[Start of section]

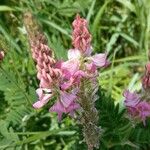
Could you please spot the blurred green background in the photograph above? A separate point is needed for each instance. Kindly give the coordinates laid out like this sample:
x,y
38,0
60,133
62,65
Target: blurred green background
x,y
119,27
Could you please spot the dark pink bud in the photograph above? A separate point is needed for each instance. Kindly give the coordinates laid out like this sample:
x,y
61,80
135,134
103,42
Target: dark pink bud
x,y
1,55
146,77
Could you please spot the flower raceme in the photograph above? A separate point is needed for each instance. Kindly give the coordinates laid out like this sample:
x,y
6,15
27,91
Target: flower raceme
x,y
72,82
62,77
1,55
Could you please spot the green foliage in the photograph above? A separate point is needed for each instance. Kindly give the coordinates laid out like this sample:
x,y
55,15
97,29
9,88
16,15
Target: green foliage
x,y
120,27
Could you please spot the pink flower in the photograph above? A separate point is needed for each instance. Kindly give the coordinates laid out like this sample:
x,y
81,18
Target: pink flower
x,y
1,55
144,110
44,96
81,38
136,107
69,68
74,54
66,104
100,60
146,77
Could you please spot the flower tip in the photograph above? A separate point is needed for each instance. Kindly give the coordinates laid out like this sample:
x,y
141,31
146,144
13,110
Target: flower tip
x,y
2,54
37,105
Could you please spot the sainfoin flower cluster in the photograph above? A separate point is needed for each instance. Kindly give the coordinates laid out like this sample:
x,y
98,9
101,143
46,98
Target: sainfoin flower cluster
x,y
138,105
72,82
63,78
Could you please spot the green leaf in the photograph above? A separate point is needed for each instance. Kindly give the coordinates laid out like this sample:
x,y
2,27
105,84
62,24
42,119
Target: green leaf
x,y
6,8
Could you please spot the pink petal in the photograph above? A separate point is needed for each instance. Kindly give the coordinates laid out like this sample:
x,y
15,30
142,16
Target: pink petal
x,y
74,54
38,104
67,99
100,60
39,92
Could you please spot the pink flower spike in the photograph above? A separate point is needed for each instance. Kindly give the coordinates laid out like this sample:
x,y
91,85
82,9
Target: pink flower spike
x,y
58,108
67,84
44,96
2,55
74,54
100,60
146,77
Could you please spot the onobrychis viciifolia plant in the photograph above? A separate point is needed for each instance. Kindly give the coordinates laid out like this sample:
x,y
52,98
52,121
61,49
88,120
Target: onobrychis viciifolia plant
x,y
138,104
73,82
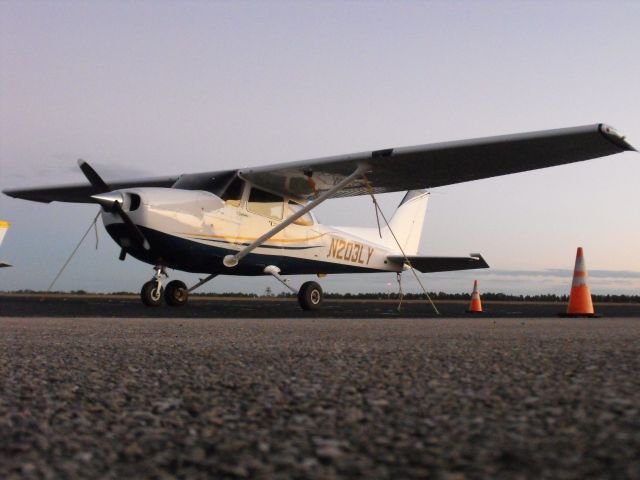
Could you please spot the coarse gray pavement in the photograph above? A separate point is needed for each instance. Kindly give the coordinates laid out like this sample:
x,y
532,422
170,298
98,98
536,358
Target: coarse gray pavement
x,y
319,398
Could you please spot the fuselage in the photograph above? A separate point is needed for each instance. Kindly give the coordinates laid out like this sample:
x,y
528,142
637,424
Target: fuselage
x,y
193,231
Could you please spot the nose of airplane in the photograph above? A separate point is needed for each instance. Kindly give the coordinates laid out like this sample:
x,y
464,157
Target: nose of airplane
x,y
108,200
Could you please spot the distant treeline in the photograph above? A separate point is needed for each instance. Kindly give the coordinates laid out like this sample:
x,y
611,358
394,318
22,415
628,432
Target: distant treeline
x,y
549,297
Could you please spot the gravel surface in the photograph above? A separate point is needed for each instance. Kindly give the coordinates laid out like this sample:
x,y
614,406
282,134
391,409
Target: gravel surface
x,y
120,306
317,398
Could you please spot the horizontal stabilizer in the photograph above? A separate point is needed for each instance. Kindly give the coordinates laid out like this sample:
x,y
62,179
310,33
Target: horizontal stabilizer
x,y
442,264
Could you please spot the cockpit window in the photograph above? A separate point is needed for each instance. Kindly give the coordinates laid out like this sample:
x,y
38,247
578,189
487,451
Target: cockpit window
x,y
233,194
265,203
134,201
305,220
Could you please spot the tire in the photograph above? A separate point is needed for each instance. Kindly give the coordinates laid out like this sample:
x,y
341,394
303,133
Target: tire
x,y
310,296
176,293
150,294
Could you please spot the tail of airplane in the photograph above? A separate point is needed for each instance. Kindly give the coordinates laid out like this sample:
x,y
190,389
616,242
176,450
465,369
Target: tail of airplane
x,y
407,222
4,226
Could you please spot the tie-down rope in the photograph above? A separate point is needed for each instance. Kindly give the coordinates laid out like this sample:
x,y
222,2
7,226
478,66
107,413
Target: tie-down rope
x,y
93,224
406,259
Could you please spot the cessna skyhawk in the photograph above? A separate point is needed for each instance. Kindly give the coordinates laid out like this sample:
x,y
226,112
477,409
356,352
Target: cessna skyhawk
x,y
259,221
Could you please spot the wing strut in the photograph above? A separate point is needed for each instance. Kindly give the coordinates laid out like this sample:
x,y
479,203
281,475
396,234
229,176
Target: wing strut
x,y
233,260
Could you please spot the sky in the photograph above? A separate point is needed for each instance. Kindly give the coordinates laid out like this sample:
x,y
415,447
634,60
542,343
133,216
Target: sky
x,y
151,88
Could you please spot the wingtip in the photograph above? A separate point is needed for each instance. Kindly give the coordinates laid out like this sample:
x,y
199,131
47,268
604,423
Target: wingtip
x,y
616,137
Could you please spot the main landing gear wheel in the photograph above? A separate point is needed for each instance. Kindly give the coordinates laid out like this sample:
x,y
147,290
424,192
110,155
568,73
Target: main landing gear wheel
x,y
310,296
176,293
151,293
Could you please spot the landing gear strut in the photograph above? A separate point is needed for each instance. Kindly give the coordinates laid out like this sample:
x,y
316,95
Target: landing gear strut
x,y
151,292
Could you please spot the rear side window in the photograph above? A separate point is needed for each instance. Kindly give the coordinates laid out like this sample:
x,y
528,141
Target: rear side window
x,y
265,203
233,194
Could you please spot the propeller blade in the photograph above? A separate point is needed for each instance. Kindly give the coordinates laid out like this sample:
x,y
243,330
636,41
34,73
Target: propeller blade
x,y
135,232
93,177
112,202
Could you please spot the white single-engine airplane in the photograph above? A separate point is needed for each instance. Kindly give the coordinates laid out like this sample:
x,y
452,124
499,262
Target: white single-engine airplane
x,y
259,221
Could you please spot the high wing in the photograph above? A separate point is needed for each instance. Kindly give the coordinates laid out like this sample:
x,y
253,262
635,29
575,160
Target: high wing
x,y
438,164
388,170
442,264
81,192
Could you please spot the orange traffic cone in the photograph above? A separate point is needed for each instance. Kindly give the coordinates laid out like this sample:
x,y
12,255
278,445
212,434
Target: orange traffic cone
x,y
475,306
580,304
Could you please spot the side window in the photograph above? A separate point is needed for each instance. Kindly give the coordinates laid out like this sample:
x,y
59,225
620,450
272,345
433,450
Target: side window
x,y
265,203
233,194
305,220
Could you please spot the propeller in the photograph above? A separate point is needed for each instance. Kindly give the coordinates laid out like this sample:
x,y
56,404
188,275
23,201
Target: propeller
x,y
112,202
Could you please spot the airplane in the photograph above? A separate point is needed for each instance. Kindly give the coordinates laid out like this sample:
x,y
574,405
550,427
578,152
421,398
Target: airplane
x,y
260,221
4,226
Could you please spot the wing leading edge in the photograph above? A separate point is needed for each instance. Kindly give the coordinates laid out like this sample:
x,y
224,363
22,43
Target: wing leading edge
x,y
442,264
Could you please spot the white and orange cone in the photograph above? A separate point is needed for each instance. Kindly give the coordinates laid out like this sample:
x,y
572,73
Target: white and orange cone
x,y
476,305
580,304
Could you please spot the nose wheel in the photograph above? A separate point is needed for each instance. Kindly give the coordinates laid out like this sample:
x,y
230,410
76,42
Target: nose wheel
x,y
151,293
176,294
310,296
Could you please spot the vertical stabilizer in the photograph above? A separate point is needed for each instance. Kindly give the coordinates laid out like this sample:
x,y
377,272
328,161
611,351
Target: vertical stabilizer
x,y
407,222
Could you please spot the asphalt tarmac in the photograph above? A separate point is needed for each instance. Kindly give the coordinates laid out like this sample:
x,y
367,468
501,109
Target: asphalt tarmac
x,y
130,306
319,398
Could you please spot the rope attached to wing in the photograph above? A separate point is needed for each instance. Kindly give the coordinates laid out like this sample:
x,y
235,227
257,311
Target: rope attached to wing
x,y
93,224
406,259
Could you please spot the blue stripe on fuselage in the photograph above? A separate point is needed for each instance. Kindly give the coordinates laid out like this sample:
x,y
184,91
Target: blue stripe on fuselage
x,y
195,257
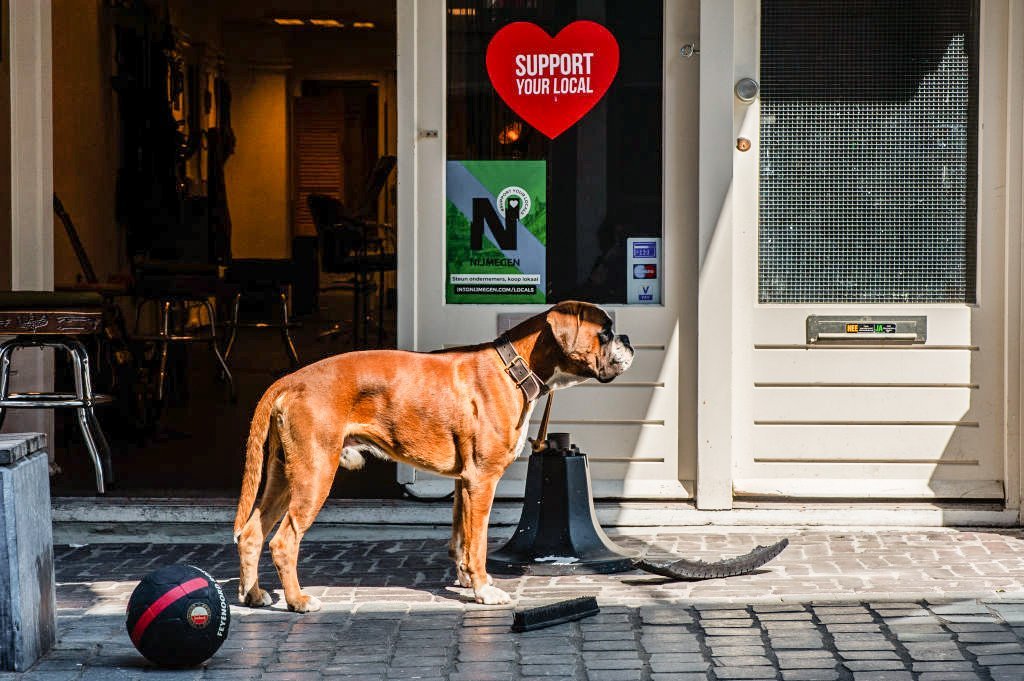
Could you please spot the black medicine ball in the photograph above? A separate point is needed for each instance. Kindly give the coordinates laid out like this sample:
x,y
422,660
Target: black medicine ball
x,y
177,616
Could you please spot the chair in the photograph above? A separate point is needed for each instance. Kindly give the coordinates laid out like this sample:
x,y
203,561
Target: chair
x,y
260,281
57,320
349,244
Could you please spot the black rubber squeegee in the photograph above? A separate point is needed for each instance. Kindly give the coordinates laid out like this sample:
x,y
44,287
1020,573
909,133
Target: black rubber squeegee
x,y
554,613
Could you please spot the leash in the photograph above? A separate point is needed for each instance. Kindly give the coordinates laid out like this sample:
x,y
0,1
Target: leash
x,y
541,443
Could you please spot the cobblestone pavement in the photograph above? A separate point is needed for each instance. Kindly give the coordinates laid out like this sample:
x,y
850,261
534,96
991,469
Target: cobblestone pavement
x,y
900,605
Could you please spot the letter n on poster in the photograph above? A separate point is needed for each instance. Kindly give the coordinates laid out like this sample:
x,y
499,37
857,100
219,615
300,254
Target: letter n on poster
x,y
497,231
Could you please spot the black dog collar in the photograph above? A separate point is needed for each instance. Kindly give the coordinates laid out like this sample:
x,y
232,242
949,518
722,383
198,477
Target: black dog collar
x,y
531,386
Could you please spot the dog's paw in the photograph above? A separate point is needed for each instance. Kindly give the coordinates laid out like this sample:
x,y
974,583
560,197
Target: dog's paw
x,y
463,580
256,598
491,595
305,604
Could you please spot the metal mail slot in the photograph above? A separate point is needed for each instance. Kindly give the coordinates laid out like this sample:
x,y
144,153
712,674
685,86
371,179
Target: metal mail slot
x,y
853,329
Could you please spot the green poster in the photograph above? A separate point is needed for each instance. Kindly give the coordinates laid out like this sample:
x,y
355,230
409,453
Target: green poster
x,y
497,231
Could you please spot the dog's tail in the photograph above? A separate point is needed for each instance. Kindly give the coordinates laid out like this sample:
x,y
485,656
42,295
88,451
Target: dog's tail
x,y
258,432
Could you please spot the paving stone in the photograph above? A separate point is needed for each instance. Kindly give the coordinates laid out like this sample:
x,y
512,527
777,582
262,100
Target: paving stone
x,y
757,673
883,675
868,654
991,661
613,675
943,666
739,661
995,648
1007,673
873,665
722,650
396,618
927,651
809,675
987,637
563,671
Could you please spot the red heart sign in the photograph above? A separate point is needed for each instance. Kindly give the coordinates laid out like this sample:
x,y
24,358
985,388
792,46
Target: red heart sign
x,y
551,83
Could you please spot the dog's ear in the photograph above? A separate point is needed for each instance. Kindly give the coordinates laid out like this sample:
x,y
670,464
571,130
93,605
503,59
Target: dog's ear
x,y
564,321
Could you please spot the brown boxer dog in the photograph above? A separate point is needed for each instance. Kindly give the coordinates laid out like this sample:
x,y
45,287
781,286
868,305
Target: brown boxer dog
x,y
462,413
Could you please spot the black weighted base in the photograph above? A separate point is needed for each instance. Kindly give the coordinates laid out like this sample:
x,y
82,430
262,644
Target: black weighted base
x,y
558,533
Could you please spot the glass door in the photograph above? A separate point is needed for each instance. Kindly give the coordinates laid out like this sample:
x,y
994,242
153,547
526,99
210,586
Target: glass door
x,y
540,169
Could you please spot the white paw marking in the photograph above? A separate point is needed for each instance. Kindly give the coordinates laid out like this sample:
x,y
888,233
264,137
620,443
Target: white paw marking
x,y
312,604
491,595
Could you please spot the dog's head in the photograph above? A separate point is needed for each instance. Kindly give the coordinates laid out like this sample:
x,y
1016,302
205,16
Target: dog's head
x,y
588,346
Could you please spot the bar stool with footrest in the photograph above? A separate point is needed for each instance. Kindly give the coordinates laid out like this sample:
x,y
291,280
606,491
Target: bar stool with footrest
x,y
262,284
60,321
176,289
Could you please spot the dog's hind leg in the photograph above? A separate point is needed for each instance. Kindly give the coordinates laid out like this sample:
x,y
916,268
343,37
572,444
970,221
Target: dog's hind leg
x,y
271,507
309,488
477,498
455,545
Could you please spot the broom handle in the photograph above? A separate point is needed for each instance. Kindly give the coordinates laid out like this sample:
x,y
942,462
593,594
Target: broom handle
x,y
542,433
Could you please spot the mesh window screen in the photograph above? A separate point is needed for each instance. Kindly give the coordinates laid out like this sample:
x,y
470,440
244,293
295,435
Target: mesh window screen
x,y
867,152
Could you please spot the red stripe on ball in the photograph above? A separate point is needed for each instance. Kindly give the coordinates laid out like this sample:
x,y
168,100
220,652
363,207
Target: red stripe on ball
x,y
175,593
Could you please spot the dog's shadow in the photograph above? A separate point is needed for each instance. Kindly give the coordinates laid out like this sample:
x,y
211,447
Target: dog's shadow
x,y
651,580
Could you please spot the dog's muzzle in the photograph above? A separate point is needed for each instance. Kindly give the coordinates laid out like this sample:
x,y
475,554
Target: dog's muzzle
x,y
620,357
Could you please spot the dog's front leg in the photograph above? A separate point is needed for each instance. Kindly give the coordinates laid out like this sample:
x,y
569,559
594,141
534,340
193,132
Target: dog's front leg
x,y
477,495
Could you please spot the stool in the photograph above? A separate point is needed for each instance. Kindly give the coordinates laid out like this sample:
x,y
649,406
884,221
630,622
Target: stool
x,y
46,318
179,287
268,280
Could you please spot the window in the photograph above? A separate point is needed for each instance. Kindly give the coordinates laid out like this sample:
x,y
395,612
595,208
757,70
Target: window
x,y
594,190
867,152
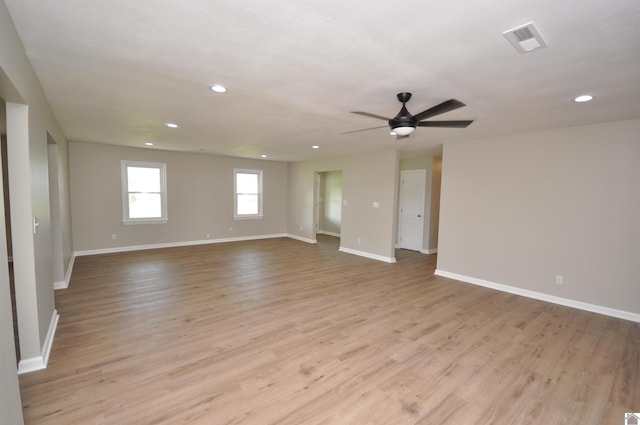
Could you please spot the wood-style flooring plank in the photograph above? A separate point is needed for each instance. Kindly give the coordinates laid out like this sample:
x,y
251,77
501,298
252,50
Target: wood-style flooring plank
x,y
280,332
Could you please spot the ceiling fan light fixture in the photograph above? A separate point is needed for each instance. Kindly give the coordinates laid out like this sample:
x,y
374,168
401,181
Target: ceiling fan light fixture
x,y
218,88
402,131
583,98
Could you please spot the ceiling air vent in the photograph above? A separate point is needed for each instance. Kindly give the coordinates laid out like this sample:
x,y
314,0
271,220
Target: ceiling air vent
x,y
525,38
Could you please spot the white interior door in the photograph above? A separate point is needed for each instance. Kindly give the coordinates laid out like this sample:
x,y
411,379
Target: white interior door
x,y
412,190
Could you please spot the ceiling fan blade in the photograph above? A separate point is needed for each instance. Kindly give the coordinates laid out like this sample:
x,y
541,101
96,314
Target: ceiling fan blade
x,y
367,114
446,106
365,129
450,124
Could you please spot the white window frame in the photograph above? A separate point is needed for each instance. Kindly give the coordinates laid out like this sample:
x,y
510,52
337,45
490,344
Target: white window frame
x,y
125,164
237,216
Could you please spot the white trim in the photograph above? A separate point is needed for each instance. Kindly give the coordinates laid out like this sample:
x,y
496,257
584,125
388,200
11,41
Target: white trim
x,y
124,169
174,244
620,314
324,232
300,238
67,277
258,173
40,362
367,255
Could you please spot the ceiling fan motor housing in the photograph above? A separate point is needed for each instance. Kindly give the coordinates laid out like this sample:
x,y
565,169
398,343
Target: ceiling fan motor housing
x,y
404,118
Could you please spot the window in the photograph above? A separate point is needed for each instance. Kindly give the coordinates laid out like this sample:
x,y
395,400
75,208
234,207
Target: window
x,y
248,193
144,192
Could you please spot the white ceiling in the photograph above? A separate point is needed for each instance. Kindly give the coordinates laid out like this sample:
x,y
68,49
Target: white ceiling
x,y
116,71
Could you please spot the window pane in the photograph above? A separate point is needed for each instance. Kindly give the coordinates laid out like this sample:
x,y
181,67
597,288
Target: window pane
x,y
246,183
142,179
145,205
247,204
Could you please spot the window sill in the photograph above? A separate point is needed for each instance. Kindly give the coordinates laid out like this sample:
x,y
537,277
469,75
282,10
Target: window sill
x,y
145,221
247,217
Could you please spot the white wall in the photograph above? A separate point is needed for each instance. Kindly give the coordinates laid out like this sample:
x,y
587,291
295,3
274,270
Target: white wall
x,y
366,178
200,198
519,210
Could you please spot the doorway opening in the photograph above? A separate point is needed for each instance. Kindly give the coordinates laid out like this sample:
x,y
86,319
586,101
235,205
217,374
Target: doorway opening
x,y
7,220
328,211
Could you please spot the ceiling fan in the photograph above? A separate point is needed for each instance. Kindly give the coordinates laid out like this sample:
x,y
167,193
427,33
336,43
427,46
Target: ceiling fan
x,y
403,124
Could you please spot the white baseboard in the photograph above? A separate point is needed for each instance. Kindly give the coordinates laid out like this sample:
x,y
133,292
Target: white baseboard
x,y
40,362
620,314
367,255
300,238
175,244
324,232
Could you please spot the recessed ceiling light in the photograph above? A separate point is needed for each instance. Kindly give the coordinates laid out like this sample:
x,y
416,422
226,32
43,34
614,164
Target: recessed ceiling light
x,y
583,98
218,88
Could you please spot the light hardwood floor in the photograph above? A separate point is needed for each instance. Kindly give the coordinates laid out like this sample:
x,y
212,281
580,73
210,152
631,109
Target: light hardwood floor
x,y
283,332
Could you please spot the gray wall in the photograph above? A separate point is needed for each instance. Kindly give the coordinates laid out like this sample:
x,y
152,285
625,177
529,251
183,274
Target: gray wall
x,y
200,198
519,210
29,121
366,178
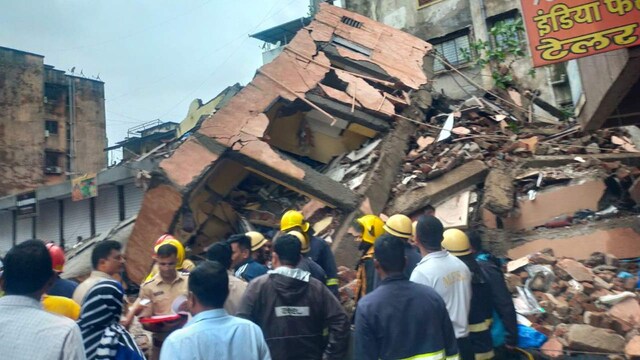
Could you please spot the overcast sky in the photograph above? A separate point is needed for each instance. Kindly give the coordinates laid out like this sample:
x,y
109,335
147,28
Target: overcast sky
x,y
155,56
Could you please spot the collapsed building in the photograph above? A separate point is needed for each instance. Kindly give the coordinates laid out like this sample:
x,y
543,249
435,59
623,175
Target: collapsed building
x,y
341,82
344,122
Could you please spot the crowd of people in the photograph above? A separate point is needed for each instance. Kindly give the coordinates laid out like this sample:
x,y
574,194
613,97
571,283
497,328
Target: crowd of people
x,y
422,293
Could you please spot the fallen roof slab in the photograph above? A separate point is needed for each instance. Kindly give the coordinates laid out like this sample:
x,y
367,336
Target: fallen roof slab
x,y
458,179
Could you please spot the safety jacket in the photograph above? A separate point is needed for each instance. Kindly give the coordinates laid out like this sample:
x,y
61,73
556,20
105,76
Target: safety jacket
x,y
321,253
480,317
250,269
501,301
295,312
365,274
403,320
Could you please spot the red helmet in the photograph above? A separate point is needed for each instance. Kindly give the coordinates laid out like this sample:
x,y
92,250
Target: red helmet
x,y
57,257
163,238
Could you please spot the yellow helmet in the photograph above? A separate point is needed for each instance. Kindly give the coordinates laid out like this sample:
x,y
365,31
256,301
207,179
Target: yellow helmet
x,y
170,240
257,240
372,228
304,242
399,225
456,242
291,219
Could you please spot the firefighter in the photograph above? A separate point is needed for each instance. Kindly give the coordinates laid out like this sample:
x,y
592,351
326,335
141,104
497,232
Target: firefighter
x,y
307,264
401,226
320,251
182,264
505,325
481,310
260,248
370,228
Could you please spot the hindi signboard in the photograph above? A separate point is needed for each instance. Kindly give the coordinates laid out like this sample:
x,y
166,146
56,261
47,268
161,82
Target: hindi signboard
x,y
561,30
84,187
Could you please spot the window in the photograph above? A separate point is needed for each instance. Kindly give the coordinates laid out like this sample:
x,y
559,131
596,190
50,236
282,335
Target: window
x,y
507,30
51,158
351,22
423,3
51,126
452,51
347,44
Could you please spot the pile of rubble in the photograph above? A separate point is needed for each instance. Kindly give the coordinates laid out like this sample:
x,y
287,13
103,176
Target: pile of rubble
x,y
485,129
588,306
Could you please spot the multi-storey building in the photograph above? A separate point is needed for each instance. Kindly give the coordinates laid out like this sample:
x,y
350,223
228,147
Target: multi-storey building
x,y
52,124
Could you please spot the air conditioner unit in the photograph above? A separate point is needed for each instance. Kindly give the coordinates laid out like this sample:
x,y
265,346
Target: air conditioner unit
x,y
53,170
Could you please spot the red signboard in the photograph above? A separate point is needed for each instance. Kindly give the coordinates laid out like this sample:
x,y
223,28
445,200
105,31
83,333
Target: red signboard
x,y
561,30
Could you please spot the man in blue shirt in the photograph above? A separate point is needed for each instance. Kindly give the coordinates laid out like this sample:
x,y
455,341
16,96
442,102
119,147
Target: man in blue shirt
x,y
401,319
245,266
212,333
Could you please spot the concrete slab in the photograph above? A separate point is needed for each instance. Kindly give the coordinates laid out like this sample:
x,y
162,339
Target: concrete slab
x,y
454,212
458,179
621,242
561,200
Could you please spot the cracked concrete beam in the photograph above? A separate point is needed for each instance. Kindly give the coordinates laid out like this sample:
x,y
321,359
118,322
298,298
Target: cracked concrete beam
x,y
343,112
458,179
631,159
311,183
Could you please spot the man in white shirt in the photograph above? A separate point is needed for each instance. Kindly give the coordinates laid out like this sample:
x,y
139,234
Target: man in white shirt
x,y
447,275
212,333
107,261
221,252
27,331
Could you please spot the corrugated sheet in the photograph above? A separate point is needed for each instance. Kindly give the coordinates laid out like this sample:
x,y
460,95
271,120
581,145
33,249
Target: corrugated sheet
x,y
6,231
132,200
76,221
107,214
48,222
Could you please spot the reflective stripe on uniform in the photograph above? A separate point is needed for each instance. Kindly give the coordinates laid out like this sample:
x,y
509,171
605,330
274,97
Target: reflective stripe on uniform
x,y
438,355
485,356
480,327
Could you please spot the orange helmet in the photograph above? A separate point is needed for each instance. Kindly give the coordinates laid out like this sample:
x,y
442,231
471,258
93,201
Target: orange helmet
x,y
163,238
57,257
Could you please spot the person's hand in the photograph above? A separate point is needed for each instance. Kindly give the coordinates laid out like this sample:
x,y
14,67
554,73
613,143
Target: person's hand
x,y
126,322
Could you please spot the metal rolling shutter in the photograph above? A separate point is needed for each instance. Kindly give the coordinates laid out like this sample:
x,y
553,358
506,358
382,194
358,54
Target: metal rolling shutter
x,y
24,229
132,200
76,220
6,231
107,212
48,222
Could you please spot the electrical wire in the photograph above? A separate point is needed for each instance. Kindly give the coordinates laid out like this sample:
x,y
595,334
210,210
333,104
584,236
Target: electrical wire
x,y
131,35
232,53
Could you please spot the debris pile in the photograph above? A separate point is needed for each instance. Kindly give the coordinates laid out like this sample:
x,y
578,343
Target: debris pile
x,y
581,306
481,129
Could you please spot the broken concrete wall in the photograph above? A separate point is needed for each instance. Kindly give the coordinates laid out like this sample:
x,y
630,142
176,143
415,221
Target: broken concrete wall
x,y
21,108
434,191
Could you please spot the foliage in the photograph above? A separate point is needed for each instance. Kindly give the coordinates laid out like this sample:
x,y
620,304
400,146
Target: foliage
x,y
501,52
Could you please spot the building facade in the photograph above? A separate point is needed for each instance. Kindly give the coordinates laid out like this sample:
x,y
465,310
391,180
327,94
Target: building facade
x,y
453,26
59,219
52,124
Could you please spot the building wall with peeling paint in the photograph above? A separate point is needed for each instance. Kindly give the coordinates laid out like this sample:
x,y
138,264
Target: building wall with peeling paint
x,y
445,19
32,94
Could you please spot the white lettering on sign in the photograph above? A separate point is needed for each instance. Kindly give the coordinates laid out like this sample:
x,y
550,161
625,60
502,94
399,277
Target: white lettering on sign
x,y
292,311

[End of section]

» Task prompt: Exactly the lines from the top of the listing through the line holding "Could you please spot the flower tip" should be repeated, with pictures left out.

» Response for this exercise:
Could you please spot the blurred green background in the photograph above? A separate point is needed for each instance. Kindly give the coordinates laid out like this sample:
x,y
38,0
60,133
62,65
Target: blurred green background
x,y
119,27
Could you please spot the dark pink bud in the photograph above? A separate point is needed for each instance. Kindly give the coordinates laid out like this sample:
x,y
61,80
135,134
103,42
Target: dark pink bud
x,y
1,55
146,77
Could you please spot the flower raceme in the photograph above? A separate point is needed for each instance. Kindly give the coordinates laid out like this sample:
x,y
6,15
27,91
Target: flower raceme
x,y
72,82
62,77
1,55
Could you please spot the green foliage in the photograph above? A separate point is needed for each instance. Kindly give the coordinates laid out like this sample:
x,y
55,15
97,29
9,88
16,15
Target: green foliage
x,y
120,27
Could you please spot the pink flower in the photograph above? A separate point is needed for each instance. Kindly give the coordinates laid out like this sample:
x,y
81,18
Target: pink flower
x,y
1,55
144,110
44,96
81,38
136,107
69,68
74,54
66,104
100,60
146,77
Could you please spot the flower tip in the photograph above? A separate point is needed for each instance. Kindly give the coordinates laid out like this sample:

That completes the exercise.